Exercise directions: In every one of the lines below, swap "one dot per instance" for "one point per instance" and leave all other text unchanged.

Material for this exercise:
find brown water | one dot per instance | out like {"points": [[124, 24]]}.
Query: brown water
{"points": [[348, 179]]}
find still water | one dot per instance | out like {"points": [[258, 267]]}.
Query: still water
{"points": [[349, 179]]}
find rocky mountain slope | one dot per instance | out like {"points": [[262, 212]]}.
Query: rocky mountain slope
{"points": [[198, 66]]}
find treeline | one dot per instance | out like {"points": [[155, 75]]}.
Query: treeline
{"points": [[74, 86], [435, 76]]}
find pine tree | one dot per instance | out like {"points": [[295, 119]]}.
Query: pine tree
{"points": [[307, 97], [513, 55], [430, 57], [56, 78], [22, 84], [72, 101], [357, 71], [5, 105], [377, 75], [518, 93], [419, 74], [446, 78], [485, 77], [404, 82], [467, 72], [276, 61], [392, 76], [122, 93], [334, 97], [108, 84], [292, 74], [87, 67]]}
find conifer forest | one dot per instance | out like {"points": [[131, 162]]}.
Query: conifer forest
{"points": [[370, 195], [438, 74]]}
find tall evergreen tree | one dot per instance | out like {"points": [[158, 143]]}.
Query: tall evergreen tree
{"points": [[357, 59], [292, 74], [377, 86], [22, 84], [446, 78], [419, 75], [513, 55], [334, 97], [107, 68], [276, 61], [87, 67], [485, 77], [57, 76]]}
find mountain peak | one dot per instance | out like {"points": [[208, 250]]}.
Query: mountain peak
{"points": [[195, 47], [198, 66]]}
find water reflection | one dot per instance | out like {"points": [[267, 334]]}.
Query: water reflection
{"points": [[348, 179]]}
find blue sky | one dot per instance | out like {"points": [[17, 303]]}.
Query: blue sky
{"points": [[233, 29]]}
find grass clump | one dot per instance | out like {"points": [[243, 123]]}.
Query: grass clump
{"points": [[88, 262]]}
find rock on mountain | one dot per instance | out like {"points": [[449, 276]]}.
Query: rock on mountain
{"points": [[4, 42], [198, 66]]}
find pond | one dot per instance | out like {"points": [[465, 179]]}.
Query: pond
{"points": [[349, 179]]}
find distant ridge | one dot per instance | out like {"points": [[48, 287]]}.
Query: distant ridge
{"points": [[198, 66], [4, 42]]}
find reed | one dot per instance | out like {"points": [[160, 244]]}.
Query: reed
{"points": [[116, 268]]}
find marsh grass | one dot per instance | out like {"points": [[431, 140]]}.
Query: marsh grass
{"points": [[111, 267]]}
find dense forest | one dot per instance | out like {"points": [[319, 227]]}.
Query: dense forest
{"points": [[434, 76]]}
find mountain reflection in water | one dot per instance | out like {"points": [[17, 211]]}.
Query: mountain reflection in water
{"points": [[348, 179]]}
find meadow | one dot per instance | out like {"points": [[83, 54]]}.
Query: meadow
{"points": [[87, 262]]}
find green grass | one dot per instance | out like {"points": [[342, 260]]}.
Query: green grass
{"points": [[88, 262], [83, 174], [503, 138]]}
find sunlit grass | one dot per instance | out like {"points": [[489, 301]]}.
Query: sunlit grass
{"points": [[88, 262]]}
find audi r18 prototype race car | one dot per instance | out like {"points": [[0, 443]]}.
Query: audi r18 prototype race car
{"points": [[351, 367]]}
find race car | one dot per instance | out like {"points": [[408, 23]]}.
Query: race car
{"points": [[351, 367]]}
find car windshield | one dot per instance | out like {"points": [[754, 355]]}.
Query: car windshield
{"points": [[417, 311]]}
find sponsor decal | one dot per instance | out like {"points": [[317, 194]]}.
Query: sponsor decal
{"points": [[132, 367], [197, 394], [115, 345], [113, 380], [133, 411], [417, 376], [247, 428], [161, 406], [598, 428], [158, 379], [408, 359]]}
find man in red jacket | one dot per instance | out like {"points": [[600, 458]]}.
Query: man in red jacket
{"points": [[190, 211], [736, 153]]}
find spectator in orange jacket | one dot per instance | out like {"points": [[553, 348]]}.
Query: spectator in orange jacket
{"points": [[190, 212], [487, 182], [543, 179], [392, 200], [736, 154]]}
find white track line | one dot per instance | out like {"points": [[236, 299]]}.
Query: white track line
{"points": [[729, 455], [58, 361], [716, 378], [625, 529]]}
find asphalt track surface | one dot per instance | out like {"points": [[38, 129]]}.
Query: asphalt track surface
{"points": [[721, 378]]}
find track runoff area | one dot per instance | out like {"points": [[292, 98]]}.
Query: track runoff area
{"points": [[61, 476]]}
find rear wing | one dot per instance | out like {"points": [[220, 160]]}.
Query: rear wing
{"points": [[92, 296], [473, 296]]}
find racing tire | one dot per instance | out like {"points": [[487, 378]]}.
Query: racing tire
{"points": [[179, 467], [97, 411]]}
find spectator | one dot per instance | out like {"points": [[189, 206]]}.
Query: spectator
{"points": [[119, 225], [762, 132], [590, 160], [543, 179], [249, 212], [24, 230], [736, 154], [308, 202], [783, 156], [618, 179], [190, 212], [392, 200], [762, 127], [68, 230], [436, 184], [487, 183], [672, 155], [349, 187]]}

Full solution:
find brown water | one point per instance | out like {"points": [[124, 24]]}.
Query: brown water
{"points": [[348, 179]]}
find still water | one point per instance | out like {"points": [[258, 267]]}.
Query: still water
{"points": [[349, 179]]}
find rocky mountain slope | one point per instance | out like {"points": [[262, 212]]}.
Query: rocky mountain slope
{"points": [[198, 66]]}
find treeline | one point per instance | out like {"points": [[155, 75]]}.
Query: treeline
{"points": [[74, 86], [435, 76]]}
find pine tree | one point per instance | out like {"points": [[295, 119]]}.
Query: pine tree
{"points": [[307, 97], [513, 55], [430, 57], [56, 78], [22, 84], [72, 101], [357, 71], [5, 105], [377, 75], [518, 93], [419, 74], [446, 78], [485, 77], [404, 82], [467, 72], [276, 61], [392, 76], [122, 93], [334, 97], [108, 84], [292, 74], [87, 67]]}
find conifer forest | one point per instance | out like {"points": [[131, 162]]}.
Query: conifer forest
{"points": [[370, 195], [438, 74]]}
find tall evergreen tree | one point per instance | out like {"points": [[158, 143]]}.
Query: tall evergreen tree
{"points": [[357, 59], [292, 74], [377, 86], [22, 84], [446, 78], [419, 75], [513, 55], [334, 97], [107, 68], [276, 61], [87, 67], [485, 77], [57, 76]]}
find mountain peak | one point per instance | out like {"points": [[208, 250]]}.
Query: mountain peak
{"points": [[195, 47], [198, 66]]}
find water reflection | one point per instance | out like {"points": [[267, 334]]}.
Query: water reflection
{"points": [[348, 179]]}
find blue sky | one point per instance | out like {"points": [[17, 303]]}.
Query: blue sky
{"points": [[233, 29]]}
find grass clump | one point per instance | out like {"points": [[243, 123]]}.
Query: grass clump
{"points": [[88, 262]]}
find rock on mountain | one point per instance | out like {"points": [[449, 276]]}.
Query: rock on mountain
{"points": [[4, 42], [198, 66]]}
find pond | one point per instance | out like {"points": [[465, 179]]}.
Query: pond
{"points": [[349, 179]]}
find distant ridge | one point per instance | out like {"points": [[48, 287]]}.
Query: distant ridge
{"points": [[198, 66], [4, 42]]}
find reed | one point per instance | out like {"points": [[160, 244]]}.
Query: reed
{"points": [[116, 268]]}
find marsh grass | one point per instance | out like {"points": [[431, 140]]}.
Query: marsh grass
{"points": [[111, 267]]}
find dense forest | one point per instance | out like {"points": [[319, 227]]}.
Query: dense forest
{"points": [[434, 76]]}
find mountain reflection in water | one point per instance | out like {"points": [[17, 211]]}.
Query: mountain reflection in water
{"points": [[348, 179]]}
find meadow | one point per instance | out like {"points": [[83, 54]]}.
Query: meadow
{"points": [[87, 262]]}
find green grass | one point per instance | out like {"points": [[342, 260]]}.
Query: green grass
{"points": [[88, 262], [83, 174], [503, 138]]}
find sunlit grass | one point per instance | out like {"points": [[489, 301]]}.
Query: sunlit grass
{"points": [[88, 262]]}
find audi r18 prototype race car | one point per instance | out like {"points": [[0, 443]]}.
Query: audi r18 prototype race car
{"points": [[351, 367]]}
find race car | one point per instance | out like {"points": [[408, 23]]}.
Query: race car
{"points": [[351, 367]]}
find car windshield | one point per instance | out like {"points": [[754, 355]]}.
Query: car windshield
{"points": [[417, 311]]}
find sponsor decal | one point per instance | out like {"points": [[317, 194]]}.
Query: sponsor decal
{"points": [[132, 367], [197, 394], [115, 345], [113, 380], [133, 411], [417, 376], [247, 428], [161, 406], [598, 428], [158, 379], [408, 359]]}
find man in red jacket | one point per instance | out like {"points": [[600, 458]]}.
Query: man in red jacket
{"points": [[190, 211], [736, 153]]}
find spectator in orange jacket | one point per instance | out like {"points": [[553, 348]]}.
Query: spectator in orange jacket
{"points": [[190, 212], [487, 182], [543, 179], [392, 200], [736, 154]]}
find white track line | one point per instance | out like {"points": [[236, 299]]}.
Query: white track line
{"points": [[729, 455], [58, 361], [716, 378], [625, 529]]}
find asphalt track surface | one point per instance | out like {"points": [[38, 129]]}.
Query: asphalt track surface
{"points": [[721, 378]]}
find track runoff area | one point per instance | out like {"points": [[292, 98]]}.
Query: track runoff area
{"points": [[61, 476]]}
find rear wing | one point per instance | out like {"points": [[220, 160]]}.
Query: rear wing
{"points": [[92, 296], [473, 296]]}
find racing tire | one point per instance | out like {"points": [[487, 378]]}.
Query: racing tire
{"points": [[179, 467], [97, 411]]}
find spectator | one point per instance | out like {"points": [[189, 206]]}.
Query: spectator
{"points": [[119, 225], [762, 132], [590, 160], [543, 179], [249, 212], [24, 230], [736, 154], [308, 202], [783, 156], [618, 179], [190, 212], [392, 200], [762, 127], [68, 230], [436, 184], [487, 183], [672, 155], [349, 187]]}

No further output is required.